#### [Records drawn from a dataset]
"""

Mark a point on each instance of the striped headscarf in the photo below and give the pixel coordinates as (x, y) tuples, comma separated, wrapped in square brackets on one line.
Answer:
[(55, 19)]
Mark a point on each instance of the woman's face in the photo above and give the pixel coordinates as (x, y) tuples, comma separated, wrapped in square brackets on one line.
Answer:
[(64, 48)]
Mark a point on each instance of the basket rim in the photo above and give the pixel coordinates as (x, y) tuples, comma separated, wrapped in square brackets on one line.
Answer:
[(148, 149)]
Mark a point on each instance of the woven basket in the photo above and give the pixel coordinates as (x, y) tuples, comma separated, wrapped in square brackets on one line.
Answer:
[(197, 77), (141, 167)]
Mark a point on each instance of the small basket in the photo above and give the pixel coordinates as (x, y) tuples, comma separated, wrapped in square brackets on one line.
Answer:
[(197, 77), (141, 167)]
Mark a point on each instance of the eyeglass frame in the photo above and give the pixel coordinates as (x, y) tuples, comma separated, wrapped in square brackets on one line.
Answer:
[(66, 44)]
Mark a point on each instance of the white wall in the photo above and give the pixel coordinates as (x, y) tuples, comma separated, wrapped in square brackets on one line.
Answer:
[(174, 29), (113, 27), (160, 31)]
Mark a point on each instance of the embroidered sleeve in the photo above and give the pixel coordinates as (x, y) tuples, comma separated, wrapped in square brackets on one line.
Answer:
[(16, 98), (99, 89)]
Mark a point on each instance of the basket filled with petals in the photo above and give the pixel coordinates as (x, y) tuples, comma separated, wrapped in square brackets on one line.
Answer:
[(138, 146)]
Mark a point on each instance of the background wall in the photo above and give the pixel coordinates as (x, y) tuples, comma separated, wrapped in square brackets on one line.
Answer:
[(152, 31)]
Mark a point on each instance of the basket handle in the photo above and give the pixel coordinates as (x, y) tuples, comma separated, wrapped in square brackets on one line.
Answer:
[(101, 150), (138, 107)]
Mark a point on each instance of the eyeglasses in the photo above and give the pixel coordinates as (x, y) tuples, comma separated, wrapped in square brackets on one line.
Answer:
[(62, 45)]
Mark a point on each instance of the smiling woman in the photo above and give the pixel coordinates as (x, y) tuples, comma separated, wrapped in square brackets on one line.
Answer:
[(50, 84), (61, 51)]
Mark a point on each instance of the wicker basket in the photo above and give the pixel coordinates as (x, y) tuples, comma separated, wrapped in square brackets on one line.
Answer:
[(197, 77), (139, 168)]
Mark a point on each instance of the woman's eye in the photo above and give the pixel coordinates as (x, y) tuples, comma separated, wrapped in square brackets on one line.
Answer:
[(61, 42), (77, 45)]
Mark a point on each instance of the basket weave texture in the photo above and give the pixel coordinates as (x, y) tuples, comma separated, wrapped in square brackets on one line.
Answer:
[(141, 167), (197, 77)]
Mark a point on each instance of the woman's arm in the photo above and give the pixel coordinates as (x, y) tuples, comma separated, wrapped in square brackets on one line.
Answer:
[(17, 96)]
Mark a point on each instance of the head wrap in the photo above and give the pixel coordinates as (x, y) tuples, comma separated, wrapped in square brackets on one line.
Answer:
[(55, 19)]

"""

#### [PROBLEM REQUIREMENTS]
In the answer, return exactly the lines from the line containing "Mark a point on each instance of the head" to the end of the records above, and no others.

#### [EXPECTED ANSWER]
Mark a point on each instance of the head wrap in the photo above and give the pixel coordinates as (x, y) tuples, comma separated, wrapped in square brackets on one line.
Answer:
[(55, 19)]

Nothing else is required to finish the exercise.